▶ _EXERCISE TASK_:
Copy the records starting at the line containing "Reviewer note: every instance of the wide-brim" and running through the end of the records, requests included, scaling every x and y coordinate in the answers by 2.4 and rounding to whole numbers, halves up. Leave the coordinates in the requests and their format samples unchanged, and return only these lines.

[Items from a data source]
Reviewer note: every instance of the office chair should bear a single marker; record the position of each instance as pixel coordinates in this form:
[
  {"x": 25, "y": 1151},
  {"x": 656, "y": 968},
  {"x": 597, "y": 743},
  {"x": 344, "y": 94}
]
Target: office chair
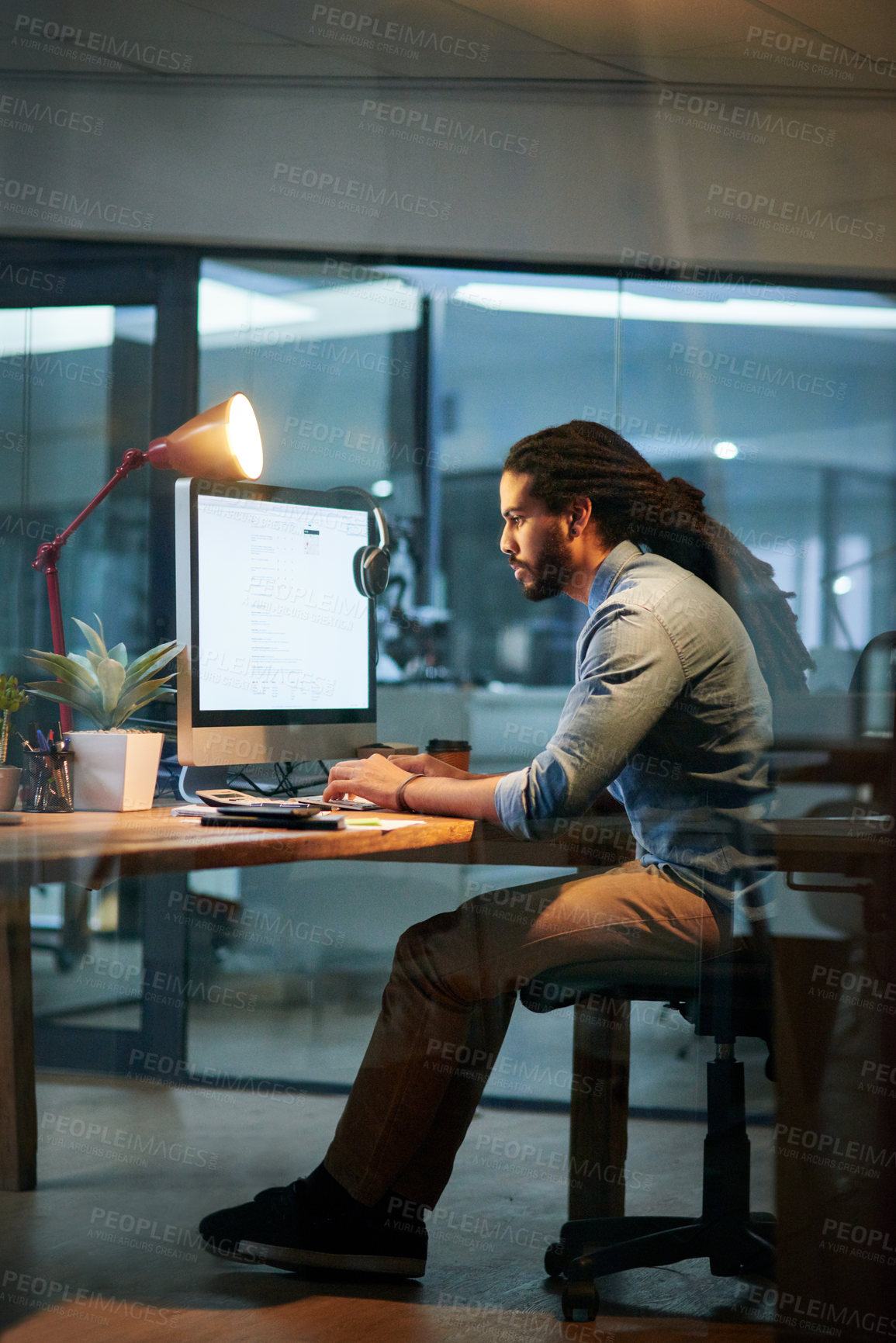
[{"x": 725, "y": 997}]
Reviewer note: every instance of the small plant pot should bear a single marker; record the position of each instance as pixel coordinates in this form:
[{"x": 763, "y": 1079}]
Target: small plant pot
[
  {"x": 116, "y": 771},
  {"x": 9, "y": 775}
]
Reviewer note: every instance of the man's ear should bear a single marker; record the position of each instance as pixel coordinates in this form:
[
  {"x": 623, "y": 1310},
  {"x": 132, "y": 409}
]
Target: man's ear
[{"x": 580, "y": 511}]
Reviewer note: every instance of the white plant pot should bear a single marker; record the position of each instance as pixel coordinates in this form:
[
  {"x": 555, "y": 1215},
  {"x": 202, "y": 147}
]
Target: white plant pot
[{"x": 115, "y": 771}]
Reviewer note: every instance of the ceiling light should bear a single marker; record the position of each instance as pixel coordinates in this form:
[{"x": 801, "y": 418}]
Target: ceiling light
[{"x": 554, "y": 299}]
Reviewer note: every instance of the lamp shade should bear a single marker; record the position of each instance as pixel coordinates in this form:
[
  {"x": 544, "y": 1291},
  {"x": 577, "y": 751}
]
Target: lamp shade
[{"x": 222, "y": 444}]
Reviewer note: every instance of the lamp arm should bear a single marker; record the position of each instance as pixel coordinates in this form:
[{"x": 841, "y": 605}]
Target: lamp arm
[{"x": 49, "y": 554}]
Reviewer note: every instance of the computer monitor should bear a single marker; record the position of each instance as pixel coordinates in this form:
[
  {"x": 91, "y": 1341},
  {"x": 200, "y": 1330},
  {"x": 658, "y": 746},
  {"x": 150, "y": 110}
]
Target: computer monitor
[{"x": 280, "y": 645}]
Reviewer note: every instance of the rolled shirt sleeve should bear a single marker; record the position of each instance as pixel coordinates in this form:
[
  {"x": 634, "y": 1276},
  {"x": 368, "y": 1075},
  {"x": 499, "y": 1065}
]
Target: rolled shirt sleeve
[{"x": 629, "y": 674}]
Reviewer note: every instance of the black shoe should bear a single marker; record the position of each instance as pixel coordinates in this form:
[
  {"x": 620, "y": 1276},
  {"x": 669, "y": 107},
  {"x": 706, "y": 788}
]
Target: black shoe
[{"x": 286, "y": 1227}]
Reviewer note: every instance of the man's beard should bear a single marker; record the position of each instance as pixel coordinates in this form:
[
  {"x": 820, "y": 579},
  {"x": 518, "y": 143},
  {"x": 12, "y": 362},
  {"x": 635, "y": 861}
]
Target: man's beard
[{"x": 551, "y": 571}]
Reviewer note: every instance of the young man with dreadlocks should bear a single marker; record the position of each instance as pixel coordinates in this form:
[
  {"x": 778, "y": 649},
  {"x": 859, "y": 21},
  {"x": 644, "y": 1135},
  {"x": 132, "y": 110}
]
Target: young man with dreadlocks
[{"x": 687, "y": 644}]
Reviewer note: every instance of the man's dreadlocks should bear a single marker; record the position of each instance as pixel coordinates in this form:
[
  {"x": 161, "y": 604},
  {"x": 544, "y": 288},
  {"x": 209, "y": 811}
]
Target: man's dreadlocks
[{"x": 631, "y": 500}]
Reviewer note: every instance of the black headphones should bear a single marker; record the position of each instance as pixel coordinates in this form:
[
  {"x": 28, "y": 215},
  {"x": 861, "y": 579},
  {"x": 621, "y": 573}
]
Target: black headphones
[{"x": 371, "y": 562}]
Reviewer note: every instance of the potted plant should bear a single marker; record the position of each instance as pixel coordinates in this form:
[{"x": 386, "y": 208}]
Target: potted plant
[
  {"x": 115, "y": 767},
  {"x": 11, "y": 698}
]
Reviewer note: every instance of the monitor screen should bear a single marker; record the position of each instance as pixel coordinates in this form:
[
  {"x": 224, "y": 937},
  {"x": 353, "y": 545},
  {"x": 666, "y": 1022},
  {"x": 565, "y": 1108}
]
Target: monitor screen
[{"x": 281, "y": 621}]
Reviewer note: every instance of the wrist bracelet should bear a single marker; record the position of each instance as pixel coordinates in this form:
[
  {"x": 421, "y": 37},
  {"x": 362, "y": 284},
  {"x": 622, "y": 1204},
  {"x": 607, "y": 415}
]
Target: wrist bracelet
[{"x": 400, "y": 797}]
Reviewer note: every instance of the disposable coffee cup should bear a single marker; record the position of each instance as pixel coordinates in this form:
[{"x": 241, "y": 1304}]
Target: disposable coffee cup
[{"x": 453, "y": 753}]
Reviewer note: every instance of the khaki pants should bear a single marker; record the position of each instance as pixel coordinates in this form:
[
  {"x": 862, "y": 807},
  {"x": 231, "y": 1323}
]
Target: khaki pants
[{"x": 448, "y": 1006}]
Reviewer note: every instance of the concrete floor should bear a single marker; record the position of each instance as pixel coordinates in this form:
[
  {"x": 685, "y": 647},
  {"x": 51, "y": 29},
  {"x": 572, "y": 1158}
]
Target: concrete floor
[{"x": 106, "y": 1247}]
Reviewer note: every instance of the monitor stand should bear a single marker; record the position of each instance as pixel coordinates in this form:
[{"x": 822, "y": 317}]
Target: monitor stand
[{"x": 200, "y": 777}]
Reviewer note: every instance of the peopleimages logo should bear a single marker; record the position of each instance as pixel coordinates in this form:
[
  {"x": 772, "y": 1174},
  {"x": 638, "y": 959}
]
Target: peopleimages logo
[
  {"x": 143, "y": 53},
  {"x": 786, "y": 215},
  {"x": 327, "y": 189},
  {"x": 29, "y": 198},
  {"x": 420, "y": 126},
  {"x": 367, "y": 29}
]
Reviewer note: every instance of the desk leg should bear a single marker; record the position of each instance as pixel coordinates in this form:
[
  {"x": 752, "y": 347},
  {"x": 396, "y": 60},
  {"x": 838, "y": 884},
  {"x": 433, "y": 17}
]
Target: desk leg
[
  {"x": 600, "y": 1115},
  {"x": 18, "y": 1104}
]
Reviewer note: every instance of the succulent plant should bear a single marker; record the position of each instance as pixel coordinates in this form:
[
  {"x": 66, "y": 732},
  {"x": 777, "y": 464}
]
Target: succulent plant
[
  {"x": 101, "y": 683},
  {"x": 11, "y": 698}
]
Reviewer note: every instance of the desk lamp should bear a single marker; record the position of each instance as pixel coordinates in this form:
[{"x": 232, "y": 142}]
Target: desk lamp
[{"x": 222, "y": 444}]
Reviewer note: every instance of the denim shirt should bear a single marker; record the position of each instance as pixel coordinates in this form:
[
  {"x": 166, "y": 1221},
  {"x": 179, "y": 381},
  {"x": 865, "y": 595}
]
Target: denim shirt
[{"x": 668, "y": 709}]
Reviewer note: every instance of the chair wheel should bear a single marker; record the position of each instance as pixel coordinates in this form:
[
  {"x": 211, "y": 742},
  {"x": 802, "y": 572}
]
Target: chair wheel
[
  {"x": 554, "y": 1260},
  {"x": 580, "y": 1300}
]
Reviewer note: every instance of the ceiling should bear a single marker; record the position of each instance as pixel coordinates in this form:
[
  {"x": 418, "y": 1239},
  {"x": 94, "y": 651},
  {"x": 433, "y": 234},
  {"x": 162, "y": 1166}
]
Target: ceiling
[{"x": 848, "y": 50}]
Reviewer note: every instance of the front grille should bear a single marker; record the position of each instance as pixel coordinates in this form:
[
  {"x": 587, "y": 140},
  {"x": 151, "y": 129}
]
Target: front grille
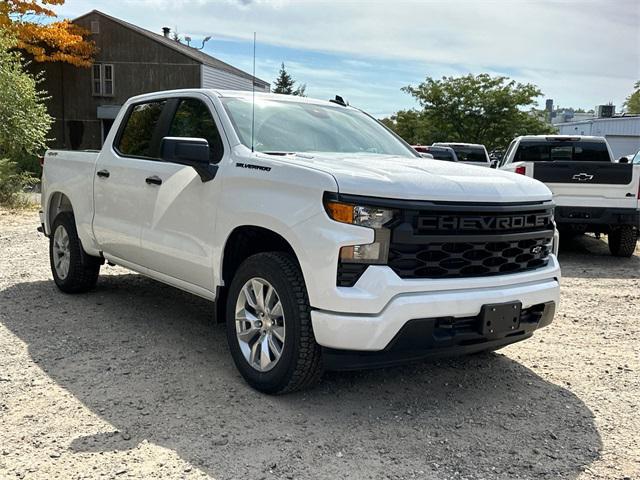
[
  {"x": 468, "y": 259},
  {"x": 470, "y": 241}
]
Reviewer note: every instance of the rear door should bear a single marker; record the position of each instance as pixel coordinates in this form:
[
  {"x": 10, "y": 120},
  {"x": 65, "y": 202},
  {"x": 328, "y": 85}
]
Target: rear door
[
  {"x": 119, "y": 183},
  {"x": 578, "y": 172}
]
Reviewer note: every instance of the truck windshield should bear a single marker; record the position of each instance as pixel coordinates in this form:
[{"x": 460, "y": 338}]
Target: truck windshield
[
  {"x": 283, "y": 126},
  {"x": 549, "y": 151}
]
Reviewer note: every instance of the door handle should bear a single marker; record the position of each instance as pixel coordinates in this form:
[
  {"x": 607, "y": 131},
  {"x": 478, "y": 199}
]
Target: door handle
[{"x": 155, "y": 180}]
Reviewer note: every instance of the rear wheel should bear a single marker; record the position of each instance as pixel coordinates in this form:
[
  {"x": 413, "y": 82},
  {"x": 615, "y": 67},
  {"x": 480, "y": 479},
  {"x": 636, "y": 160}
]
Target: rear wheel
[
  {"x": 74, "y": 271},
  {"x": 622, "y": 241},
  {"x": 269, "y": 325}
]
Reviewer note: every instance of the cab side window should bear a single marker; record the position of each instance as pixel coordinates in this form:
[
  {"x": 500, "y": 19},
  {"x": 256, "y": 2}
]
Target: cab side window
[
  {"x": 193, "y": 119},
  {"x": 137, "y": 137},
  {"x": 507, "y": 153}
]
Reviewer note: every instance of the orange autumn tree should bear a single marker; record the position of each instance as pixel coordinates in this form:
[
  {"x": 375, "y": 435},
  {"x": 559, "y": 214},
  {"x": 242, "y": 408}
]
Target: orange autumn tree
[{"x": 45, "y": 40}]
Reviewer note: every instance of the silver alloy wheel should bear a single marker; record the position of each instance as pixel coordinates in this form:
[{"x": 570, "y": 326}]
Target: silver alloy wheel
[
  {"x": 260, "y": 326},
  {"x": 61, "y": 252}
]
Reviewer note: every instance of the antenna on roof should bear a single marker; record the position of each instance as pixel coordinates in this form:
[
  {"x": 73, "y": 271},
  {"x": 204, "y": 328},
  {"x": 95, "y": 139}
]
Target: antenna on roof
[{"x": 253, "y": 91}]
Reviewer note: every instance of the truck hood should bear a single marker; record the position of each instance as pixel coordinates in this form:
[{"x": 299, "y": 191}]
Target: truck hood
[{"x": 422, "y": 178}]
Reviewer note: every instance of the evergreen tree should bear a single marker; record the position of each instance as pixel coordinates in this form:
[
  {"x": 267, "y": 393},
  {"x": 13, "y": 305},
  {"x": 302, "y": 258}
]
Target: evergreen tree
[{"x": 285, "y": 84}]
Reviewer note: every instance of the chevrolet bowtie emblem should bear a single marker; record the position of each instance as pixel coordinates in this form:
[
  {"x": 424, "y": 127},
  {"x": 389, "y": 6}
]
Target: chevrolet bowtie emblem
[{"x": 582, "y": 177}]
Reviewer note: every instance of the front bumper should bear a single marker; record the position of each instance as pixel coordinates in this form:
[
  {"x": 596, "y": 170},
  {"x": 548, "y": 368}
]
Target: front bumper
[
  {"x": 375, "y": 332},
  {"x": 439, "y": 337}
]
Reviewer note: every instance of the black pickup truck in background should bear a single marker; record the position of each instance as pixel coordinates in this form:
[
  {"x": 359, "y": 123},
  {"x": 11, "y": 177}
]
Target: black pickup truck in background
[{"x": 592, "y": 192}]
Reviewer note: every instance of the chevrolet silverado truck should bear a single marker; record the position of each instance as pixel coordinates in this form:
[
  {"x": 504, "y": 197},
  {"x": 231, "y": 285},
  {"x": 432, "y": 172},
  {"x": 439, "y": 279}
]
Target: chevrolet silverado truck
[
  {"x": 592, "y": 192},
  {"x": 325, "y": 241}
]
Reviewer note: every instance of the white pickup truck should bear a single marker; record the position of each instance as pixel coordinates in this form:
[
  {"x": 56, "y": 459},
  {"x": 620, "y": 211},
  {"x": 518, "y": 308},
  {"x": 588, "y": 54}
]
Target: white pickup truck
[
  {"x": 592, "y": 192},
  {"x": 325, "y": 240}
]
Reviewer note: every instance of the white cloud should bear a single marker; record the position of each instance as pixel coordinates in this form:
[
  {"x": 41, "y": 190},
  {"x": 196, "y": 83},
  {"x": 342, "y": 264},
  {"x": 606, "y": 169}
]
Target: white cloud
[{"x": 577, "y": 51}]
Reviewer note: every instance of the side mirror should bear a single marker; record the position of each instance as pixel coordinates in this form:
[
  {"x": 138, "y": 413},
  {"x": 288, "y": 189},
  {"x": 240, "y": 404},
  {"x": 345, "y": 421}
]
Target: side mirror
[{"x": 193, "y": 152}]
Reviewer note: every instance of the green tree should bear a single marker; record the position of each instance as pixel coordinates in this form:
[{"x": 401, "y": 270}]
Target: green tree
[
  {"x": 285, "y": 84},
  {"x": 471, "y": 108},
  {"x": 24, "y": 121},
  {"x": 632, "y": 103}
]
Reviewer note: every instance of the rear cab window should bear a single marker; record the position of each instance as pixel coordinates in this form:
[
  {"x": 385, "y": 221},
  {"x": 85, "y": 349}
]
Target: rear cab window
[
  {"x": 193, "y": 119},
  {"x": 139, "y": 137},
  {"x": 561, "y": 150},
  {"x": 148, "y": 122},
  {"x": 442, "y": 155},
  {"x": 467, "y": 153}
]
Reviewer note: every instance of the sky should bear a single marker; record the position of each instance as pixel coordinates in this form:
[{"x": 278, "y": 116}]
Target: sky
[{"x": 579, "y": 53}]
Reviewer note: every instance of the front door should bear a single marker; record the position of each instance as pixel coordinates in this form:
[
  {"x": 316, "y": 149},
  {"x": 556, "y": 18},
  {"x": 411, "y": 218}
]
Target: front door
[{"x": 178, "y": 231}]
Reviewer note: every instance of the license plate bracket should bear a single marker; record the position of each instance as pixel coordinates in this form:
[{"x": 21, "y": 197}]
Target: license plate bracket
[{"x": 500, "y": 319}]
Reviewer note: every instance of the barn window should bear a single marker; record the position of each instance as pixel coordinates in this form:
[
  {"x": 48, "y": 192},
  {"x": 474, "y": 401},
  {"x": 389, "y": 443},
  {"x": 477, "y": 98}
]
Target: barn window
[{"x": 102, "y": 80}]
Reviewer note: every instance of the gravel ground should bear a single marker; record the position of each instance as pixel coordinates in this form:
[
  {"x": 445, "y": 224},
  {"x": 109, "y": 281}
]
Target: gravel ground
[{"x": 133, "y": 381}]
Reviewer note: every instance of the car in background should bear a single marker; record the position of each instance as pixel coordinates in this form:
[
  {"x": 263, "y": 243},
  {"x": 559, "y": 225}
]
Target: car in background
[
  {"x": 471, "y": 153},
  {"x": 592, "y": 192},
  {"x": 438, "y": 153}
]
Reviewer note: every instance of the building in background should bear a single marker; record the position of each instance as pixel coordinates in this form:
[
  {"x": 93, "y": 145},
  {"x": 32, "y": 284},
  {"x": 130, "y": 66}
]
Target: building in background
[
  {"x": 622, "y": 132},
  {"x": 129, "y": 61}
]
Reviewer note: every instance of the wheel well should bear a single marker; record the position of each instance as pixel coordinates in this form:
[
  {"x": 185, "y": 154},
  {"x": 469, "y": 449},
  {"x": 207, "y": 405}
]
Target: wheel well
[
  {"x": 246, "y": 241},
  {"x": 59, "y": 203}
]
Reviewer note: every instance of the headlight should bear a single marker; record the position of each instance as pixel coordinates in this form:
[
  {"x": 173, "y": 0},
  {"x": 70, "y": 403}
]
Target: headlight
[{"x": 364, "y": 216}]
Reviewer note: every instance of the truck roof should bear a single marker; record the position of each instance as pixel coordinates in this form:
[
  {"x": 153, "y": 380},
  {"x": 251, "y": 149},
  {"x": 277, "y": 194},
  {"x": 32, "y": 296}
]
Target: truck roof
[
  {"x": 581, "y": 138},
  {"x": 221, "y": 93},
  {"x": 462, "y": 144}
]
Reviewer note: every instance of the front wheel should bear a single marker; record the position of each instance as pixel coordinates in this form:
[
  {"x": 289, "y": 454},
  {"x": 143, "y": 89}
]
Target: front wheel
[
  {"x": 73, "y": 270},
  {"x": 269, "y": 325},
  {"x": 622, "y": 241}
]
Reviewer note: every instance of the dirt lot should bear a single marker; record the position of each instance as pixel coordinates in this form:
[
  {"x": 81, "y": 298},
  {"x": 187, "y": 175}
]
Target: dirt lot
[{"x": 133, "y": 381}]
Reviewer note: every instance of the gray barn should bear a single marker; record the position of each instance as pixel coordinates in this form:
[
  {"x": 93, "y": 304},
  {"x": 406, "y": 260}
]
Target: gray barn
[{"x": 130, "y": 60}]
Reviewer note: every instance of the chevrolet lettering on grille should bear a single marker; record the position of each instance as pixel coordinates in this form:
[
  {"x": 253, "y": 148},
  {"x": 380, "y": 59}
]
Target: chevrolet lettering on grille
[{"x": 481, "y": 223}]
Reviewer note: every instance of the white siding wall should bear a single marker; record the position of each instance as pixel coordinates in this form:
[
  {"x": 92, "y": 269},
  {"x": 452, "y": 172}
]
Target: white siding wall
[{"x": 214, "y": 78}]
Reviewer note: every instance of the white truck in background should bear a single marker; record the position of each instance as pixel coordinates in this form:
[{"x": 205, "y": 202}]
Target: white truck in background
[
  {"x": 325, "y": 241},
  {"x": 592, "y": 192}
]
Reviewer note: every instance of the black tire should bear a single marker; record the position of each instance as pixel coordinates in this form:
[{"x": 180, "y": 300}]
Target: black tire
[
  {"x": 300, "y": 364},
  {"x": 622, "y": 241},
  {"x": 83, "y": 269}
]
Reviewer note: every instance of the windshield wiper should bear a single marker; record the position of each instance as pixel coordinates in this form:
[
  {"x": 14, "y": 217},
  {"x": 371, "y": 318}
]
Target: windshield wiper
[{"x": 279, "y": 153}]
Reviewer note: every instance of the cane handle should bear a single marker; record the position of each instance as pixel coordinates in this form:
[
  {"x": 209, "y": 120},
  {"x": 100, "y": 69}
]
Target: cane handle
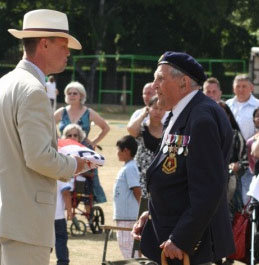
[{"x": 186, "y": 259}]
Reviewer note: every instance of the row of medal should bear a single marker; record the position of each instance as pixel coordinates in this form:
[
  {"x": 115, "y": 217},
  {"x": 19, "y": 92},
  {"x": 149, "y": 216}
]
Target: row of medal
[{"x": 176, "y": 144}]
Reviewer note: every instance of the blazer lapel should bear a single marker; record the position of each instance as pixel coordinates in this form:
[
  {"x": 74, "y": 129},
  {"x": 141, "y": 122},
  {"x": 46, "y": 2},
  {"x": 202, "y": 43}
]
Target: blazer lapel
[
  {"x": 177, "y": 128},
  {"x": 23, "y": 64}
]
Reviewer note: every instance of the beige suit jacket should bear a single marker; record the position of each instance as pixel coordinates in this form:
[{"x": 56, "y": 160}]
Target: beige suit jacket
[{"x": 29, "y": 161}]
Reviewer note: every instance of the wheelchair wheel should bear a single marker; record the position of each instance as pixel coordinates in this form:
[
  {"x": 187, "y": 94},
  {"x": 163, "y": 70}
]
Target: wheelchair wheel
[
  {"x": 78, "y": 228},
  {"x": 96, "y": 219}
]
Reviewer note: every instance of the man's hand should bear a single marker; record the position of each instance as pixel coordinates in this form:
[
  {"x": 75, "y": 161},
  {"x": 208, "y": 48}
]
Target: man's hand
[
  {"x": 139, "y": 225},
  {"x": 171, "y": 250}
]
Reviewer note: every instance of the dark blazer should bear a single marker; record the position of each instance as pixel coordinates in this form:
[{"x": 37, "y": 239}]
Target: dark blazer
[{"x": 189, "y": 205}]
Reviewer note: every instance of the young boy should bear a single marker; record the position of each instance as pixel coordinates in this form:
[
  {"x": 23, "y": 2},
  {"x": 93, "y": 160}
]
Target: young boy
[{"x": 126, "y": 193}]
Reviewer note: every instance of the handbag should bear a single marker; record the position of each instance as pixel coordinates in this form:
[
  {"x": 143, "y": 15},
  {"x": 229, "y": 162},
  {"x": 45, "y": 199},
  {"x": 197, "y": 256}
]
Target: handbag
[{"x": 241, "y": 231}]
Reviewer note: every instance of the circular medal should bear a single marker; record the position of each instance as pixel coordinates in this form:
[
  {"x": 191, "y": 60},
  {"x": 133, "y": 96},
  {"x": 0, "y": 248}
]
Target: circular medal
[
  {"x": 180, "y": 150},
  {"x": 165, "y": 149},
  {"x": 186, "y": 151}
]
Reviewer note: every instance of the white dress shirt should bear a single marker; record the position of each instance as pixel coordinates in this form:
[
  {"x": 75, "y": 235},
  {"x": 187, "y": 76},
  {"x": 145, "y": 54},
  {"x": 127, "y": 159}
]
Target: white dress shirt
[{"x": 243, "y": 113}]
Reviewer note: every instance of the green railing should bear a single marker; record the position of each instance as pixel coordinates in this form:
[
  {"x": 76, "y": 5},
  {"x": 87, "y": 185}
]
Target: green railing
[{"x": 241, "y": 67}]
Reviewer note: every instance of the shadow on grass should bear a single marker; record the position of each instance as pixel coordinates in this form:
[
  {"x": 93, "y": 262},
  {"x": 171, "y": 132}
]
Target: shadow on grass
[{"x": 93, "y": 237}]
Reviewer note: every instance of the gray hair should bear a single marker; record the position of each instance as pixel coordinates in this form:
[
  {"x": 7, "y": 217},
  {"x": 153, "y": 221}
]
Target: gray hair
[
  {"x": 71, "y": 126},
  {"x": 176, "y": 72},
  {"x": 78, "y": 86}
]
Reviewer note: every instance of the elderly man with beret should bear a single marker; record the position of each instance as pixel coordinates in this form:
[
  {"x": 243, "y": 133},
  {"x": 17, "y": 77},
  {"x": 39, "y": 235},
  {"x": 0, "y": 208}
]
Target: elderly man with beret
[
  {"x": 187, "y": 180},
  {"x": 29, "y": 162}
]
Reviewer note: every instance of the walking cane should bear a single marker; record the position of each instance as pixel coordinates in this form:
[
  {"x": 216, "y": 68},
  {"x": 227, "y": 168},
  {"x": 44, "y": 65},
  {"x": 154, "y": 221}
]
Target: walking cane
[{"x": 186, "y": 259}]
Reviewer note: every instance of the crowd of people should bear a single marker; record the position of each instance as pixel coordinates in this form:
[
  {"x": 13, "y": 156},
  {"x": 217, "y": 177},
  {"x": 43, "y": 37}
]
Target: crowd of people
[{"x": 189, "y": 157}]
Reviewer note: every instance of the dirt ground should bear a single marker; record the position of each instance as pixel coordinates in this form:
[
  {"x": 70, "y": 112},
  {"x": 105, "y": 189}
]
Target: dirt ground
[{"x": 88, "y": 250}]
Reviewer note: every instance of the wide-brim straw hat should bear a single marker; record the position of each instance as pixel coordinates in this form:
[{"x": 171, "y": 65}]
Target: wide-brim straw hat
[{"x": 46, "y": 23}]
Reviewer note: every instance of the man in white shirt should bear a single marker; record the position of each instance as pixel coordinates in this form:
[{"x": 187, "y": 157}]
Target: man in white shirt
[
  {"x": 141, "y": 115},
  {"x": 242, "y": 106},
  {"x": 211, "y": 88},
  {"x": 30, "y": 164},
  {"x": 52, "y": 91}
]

▶ _RESULT OF THIS EXERCISE_:
Reviewer note: every instance of the wide-brim straw hat should bear a single marker; record the position of each instance as pixel coordinates in this form:
[{"x": 171, "y": 65}]
Target: wide-brim straw hat
[{"x": 110, "y": 55}]
Reviewer note: every instance of the man in white shirt should bear a single marker; record the position of each instance as pixel coordinates in this form:
[{"x": 187, "y": 157}]
Target: man in white shirt
[
  {"x": 338, "y": 276},
  {"x": 581, "y": 254},
  {"x": 506, "y": 211},
  {"x": 72, "y": 394},
  {"x": 125, "y": 218}
]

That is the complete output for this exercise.